— BEGIN Source —
Pattern 1: Discriminated Unions

Type-safe state management:

type LoadingState = { status: 'loading' };
type SuccessState<T> = { status: 'success'; data: T };
type ErrorState = { status: 'error'; error: Error };

type AsyncState<T> = LoadingState | SuccessState<T> | ErrorState;

function handleState<T>(state: AsyncState<T>) {
  switch (state.status) {
    case 'loading':
      console.log('Loading...');
      break;
    case 'success':
      console.log('Data:', state.data);  // TypeScript knows state.data exists
      break;
    case 'error':
      console.log('Error:', state.error.message);  // TypeScript knows state.error exists
      break;
  }
}

Pattern 2: Builder Pattern

Type-safe fluent API:

class QueryBuilder<T> {
  private filters: Array<(item: T) => boolean> = [];
  private sortFn?: (a: T, b: T) => number;
  private limitCount?: number;

  where(predicate: (item: T) => boolean): this {
    this.filters.push(predicate);
    return this;
  }

  sortBy(compareFn: (a: T, b: T) => number): this {
    this.sortFn = compareFn;
    return this;
  }

  limit(count: number): this {
    this.limitCount = count;
    return this;
  }

  execute(data: T[]): T[] {
    let result = data.filter(item =>
      this.filters.every(filter => filter(item))
    );

    if (this.sortFn) {
      result = result.sort(this.sortFn);
    }

    if (this.limitCount) {
      result = result.slice(0, this.limitCount);
    }

    return result;
  }
}

// Usage
const users = [/* ... */];
const result = new QueryBuilder<User>()
  .where(u => u.age > 18)
  .where(u => u.email.includes('@example.com'))
  .sortBy((a, b) => a.name.localeCompare(b.name))
  .limit(10)
  .execute(users);

Pattern 3: Type-Safe Event Emitter

type EventMap = {
  'user:created': { id: string; name: string };
  'user:updated': { id: string; changes: Partial<User> };
  'user:deleted': { id: string };
};

class TypedEventEmitter<T extends Record<string, any>> {
  private listeners: { [K in keyof T]?: Array<(data: T[K]) => void> } = {};

  on<K extends keyof T>(event: K, listener: (data: T[K]) => void): void {
    if (!this.listeners[event]) {
      this.listeners[event] = [];
    }
    this.listeners[event]!.push(listener);
  }

  emit<K extends keyof T>(event: K, data: T[K]): void {
    const eventListeners = this.listeners[event];
    if (eventListeners) {
      eventListeners.forEach(listener => listener(data));
    }
  }
}

// Usage with type safety
const emitter = new TypedEventEmitter<EventMap>();

emitter.on('user:created', (data) => {
  console.log(data.id, data.name);  // TypeScript knows the shape
});

emitter.emit('user:created', { id: '123', name: 'Alice' });  // Type-checked

Troubleshooting

Advanced TypeScript Features

Mapped Types

Transform existing types:

type Readonly<T> = {
  readonly [P in keyof T]: T[P];
};

type Partial<T> = {
  [P in keyof T]?: T[P];
};

type Pick<T, K extends keyof T> = {
  [P in K]: T[P];
};

// Usage
interface User {
  id: number;
  name: string;
  email: string;
}

type ReadonlyUser = Readonly<User>;  // All properties readonly
type PartialUser = Partial<User>;    // All properties optional
type UserNameEmail = Pick<User, 'name' | 'email'>;  // Only name and email

Conditional Types

Types that depend on conditions:

type IsString<T> = T extends string ? true : false;

type A = IsString<string>;   // true
type B = IsString<number>;   // false

// Practical example: Extract function return type
type ReturnType<T> = T extends (...args: any[]) => infer R ? R : never;

function getUser() {
  return { id: 1, name: "Alice" };
}

type User = ReturnType<typeof getUser>;  // { id: number; name: string }

Template Literal Types

String manipulation at type level:

type Greeting<T extends string> = `Hello, ${T}!`;

type WelcomeMessage = Greeting<"World">;  // "Hello, World!"
— END Source —
Do these statements agree with the TypeScript patterns text? 1. The `where` method of `QueryBuilder` adds its predicate to a list of filters. 2. `IsString<number>` resolves to `true`. 3. `Partial<User>` makes every property of `User` optional. For each, answer yes or no and quote the deciding words of the text. You won't need the records.
— BEGIN Listed entries —
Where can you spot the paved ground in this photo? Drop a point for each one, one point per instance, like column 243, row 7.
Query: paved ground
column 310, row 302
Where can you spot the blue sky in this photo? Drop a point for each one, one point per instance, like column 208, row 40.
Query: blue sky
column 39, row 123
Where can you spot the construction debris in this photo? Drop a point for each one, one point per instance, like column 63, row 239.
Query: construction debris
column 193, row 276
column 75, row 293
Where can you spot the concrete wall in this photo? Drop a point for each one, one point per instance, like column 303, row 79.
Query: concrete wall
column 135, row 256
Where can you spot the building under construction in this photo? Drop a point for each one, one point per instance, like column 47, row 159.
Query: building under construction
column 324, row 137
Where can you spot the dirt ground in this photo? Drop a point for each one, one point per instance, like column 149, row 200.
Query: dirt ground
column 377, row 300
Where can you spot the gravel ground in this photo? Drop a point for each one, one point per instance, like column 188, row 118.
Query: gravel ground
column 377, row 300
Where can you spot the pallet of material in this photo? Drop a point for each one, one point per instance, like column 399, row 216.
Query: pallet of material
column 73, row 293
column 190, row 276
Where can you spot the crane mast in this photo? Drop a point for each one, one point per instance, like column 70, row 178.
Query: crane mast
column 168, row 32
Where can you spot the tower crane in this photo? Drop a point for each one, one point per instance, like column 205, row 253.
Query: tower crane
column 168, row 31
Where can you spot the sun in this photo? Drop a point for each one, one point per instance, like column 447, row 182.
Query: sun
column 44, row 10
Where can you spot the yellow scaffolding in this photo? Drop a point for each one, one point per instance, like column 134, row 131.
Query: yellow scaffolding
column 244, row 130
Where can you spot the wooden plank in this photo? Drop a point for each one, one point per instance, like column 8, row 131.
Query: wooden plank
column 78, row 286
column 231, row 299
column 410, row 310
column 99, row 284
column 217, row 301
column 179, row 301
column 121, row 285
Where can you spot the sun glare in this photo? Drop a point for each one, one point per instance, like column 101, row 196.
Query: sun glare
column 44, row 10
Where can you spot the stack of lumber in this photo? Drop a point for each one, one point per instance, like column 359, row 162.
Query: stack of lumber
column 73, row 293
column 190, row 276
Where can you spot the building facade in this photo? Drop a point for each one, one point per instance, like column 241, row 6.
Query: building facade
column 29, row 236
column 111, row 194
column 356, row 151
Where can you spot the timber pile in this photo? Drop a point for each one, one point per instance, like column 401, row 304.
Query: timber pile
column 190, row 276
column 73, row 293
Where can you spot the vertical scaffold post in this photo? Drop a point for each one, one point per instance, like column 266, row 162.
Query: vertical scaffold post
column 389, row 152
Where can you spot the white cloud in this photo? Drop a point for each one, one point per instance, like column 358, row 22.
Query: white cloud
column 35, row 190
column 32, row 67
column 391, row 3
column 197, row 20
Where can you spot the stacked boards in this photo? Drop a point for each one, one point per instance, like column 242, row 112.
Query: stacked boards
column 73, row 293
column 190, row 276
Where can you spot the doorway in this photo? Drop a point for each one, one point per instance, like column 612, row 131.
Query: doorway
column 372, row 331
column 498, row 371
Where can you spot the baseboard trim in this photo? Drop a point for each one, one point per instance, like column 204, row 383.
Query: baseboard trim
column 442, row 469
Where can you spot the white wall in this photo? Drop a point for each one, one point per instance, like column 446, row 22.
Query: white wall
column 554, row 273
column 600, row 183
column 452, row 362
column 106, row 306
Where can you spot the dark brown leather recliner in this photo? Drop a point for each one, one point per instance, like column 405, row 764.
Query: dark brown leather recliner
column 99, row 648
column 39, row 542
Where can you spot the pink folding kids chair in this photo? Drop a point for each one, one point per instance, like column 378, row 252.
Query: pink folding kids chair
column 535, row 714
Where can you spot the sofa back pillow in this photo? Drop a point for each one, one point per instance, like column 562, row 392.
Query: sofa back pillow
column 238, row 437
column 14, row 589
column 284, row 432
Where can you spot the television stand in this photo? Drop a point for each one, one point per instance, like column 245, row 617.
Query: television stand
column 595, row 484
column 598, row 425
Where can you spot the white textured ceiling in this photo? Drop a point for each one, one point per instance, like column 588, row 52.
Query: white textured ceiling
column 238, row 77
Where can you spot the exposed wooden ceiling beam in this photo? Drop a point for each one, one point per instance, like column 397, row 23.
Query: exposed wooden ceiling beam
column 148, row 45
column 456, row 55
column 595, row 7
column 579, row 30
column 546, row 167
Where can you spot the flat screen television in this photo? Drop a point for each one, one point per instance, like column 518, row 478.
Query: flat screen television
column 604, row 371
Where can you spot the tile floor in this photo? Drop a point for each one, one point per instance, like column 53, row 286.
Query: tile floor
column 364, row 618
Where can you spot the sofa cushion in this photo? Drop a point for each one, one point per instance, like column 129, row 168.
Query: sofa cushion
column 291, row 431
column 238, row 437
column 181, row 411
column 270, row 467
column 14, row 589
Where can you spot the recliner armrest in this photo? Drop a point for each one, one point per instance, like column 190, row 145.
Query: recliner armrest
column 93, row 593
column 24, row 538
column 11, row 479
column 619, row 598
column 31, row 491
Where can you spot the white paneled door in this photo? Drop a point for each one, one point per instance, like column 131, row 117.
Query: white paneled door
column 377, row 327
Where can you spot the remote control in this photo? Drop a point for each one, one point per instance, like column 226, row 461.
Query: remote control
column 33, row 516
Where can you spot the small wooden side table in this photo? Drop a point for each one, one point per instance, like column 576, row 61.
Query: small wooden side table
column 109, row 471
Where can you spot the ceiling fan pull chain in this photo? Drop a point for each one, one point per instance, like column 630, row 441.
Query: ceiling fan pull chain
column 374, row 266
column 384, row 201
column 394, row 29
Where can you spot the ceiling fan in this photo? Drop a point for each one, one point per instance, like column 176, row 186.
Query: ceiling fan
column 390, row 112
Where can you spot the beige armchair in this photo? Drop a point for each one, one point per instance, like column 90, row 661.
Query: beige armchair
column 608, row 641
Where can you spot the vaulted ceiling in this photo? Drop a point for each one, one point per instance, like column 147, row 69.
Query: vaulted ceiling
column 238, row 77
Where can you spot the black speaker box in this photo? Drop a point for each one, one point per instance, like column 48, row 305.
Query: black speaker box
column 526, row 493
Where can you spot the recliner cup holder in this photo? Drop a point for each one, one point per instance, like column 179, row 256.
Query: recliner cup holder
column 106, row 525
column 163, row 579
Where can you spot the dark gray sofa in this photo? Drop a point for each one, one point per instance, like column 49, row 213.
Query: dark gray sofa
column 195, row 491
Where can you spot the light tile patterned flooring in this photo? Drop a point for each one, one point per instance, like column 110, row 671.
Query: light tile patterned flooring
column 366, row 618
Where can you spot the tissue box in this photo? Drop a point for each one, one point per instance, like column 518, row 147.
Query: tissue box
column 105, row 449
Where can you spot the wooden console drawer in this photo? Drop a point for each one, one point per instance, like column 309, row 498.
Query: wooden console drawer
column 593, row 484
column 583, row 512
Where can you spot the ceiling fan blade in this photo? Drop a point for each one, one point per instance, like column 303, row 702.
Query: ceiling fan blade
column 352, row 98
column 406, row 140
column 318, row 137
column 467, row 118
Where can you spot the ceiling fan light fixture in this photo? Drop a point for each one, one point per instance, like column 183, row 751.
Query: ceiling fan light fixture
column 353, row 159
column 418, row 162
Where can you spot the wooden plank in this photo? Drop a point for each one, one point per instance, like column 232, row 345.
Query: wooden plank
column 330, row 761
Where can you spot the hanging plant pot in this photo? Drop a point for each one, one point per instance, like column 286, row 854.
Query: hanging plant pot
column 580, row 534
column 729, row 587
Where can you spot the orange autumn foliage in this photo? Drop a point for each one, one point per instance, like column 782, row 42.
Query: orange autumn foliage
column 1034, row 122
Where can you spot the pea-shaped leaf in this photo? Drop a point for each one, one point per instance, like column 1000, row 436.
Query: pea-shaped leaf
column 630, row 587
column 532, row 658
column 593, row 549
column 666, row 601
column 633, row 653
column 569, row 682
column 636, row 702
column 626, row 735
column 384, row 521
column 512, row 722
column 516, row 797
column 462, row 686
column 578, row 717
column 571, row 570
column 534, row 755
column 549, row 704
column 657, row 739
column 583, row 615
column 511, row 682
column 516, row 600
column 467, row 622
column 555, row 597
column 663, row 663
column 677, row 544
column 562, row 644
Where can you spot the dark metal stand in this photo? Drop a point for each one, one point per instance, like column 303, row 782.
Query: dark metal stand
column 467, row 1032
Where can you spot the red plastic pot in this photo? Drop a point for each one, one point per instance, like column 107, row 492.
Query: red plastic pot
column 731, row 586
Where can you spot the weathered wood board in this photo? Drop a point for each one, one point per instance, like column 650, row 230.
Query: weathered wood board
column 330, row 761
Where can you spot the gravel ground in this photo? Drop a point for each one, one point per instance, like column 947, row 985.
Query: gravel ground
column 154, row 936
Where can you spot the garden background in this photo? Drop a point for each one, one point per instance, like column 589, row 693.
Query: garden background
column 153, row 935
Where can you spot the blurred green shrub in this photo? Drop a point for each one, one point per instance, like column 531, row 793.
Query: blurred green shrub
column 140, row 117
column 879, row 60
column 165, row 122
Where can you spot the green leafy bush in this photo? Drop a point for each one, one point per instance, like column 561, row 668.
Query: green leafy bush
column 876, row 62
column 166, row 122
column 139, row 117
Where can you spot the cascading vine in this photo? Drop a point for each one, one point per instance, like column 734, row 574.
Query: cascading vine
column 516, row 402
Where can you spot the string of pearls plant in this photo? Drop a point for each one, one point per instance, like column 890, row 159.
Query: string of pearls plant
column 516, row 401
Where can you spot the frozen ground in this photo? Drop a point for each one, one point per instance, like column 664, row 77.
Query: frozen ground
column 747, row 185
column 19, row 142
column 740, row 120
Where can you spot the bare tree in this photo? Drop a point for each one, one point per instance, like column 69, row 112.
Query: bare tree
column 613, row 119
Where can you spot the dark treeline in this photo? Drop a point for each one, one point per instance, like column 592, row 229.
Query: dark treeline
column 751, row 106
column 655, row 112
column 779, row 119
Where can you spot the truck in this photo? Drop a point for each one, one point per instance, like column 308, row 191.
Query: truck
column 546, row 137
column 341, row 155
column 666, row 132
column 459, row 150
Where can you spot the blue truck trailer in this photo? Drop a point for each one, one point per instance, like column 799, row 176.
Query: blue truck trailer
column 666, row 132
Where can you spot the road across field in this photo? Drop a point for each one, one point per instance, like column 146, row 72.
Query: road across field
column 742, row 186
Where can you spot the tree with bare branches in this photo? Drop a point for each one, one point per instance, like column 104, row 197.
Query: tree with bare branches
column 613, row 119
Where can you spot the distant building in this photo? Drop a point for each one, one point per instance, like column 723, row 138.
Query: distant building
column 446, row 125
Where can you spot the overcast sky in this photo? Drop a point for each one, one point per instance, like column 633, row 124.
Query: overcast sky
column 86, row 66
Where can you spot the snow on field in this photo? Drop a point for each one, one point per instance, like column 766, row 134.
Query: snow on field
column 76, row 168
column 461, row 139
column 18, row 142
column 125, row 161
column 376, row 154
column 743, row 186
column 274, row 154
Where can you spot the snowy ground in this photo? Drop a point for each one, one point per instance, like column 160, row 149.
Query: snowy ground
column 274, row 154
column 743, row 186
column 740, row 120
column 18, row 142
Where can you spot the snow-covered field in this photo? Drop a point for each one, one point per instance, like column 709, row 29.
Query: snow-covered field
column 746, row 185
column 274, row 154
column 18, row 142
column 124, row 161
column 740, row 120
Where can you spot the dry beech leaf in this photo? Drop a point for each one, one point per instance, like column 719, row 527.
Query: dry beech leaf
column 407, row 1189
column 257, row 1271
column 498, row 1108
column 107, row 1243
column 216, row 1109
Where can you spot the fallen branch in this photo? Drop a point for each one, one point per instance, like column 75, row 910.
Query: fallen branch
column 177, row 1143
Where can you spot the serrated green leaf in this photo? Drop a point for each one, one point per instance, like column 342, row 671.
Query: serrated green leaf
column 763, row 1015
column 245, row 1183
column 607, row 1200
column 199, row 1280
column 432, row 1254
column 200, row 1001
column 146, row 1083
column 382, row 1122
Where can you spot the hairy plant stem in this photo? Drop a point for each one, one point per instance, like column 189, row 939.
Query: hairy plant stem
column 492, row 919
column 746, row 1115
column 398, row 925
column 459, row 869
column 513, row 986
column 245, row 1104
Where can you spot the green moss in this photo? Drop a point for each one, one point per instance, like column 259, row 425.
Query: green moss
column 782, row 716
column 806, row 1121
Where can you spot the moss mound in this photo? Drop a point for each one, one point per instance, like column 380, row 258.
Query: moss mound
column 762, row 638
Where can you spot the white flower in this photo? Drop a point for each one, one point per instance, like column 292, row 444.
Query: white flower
— END Listed entries —
The output
1. Yes: "this.filters.push(predicate);"
2. No: "type B = IsString<number>;   // false"
3. Yes: "type PartialUser = Partial<User>;    // All properties optional"